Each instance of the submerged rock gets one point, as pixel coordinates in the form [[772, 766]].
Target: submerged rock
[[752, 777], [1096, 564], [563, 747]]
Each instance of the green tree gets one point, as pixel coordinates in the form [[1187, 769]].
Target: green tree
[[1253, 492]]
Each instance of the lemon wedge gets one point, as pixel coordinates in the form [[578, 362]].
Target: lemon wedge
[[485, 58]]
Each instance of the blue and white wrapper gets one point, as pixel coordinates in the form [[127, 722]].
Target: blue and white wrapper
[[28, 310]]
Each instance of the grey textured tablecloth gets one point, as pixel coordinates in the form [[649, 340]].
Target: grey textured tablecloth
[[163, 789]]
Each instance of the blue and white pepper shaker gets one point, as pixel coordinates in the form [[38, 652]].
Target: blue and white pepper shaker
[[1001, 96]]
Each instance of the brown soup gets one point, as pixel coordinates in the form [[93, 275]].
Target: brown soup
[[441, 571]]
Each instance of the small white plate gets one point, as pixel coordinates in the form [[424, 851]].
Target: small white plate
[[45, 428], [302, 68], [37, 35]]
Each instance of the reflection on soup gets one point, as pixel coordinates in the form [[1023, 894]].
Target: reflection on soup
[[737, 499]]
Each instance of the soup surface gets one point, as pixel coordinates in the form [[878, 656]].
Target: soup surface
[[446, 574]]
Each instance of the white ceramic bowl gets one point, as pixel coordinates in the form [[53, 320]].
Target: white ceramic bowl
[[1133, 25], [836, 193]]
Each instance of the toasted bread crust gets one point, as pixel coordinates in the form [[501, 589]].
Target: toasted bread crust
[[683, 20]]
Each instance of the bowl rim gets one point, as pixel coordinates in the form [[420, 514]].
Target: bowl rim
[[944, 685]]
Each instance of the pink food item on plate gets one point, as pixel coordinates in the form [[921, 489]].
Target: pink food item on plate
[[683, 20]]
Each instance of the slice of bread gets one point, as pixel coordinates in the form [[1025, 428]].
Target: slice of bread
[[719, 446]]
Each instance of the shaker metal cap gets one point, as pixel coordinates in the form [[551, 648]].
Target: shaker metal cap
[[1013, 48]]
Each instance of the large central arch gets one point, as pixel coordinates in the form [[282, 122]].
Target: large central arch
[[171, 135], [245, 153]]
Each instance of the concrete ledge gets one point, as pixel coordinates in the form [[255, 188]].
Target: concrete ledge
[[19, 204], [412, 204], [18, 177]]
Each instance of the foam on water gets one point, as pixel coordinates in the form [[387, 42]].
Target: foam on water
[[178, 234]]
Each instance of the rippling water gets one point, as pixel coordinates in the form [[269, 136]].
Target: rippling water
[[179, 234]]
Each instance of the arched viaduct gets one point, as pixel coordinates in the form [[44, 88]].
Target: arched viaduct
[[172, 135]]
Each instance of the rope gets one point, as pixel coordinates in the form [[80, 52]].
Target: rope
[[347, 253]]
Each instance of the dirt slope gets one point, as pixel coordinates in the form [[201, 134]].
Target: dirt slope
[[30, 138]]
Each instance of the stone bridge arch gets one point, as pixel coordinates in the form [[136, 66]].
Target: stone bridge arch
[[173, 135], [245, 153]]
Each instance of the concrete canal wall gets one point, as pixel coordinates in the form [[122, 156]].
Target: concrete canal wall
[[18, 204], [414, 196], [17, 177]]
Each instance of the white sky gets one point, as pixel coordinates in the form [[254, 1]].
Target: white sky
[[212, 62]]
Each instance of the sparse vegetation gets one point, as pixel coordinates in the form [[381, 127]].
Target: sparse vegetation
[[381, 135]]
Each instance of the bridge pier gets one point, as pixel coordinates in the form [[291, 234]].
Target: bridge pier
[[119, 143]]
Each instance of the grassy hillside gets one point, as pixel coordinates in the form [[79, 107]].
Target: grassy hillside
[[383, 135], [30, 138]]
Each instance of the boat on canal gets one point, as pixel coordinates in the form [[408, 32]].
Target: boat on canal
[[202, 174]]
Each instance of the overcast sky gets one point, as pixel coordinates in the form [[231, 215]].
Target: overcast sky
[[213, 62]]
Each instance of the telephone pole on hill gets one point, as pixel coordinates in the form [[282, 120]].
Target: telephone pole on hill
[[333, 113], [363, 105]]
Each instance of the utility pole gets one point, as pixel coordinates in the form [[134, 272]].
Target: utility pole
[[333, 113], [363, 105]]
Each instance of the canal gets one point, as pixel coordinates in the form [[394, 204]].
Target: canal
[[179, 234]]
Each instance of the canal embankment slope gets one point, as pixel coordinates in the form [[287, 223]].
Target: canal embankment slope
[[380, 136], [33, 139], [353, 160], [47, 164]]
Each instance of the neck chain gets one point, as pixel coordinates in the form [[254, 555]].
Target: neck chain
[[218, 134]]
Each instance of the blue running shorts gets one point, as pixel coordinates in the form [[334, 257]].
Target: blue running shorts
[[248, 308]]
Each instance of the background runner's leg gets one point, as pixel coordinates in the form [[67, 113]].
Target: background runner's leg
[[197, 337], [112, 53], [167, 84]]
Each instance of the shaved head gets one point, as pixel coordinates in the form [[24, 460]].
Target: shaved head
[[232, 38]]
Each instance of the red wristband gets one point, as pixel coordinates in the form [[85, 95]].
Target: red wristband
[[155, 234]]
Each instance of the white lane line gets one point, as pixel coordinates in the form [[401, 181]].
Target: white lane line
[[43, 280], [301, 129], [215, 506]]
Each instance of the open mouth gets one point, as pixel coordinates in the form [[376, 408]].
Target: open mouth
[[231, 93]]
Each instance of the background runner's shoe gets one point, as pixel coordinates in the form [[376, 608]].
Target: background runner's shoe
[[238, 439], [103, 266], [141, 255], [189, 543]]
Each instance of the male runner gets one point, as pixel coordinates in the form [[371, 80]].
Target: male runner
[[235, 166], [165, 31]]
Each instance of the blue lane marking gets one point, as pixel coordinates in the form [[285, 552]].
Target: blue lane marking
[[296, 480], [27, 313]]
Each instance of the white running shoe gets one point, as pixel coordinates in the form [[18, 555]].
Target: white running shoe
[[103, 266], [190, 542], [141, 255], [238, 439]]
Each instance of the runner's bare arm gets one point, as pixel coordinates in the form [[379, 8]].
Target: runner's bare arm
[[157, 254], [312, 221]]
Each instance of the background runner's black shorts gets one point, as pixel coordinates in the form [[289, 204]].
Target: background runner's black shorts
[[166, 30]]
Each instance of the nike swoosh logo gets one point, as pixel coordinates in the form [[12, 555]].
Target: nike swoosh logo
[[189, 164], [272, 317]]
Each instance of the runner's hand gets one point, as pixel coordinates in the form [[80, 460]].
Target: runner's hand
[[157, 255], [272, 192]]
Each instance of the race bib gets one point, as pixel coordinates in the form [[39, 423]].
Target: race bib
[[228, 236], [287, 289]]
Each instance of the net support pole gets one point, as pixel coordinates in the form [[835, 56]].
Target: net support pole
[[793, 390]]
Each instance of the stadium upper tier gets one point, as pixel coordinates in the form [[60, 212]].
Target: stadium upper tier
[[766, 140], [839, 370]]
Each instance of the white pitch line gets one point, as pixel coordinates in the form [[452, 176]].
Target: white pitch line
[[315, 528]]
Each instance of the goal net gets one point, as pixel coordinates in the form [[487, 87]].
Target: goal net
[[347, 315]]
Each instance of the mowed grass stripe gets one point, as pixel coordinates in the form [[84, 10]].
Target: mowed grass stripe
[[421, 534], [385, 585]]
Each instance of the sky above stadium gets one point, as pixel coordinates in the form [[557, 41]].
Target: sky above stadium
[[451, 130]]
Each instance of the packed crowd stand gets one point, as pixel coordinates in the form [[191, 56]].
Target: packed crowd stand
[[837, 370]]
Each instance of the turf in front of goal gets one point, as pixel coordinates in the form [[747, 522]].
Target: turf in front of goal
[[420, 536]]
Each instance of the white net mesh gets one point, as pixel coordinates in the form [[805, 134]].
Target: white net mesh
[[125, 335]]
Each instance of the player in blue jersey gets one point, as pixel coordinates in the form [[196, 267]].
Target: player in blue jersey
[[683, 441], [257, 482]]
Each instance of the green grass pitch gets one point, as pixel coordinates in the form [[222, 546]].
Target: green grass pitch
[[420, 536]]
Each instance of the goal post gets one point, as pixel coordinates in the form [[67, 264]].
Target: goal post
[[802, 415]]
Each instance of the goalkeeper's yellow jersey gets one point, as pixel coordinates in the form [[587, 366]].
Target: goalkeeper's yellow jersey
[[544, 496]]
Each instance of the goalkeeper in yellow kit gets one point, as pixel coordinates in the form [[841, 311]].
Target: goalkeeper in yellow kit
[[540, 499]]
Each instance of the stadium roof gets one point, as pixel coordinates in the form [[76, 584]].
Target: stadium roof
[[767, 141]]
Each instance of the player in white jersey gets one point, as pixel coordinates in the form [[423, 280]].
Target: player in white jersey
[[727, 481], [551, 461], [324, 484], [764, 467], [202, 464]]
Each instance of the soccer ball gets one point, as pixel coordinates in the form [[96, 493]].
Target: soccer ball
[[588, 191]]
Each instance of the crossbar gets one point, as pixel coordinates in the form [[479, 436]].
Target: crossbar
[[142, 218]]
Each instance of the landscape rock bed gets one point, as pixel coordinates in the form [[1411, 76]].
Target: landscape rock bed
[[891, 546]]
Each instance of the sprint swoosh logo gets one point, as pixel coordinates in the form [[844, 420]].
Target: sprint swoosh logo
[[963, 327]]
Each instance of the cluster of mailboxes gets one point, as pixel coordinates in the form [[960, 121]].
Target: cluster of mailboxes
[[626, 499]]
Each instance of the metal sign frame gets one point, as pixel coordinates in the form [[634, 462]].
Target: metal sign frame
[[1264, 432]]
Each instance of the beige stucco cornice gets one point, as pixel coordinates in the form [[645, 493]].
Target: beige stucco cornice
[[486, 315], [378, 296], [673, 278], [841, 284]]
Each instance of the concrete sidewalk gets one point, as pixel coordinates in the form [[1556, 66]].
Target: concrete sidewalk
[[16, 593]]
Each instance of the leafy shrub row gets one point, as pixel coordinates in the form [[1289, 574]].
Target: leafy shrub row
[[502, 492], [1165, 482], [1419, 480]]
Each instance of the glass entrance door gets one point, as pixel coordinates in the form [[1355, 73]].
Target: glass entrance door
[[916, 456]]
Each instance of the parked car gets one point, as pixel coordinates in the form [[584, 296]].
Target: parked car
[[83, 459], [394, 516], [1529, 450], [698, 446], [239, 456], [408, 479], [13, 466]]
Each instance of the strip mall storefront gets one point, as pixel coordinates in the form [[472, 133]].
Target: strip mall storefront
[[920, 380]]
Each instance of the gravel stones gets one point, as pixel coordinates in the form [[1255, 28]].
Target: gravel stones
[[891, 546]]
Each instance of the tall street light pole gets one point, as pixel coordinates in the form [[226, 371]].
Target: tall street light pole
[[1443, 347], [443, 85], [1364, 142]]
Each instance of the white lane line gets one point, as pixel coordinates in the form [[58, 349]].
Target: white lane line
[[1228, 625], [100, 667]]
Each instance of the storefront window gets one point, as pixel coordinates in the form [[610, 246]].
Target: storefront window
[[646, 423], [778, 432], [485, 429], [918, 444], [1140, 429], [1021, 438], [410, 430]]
════════════════════
Work instructions — Shift every point coordinate in the answers by adding 73, and write out the entries again, requests included, from the line with "Each instance of the nike" up to and including the line with "[[793, 390]]". Leave the sample coordinates inside the requests unchanged.

Right answer —
Each instance of the nike swoosh logo gets one point, as pixel coordinates in the form [[12, 555]].
Target: nike swoosh logo
[[262, 237], [345, 390]]
Each instance of the runner's hand gets one point, as pixel coordinates in the form [[80, 460]].
Target: runner's hand
[[230, 328], [345, 265]]
Each instance of the race bib gets one point, as pixel coordinates in the form [[39, 423]].
Target: race bib
[[301, 309], [360, 362]]
Each instance of the net support pole gets one point, as pixel coordinates in the form [[835, 56]].
Target: net support pole
[[866, 463]]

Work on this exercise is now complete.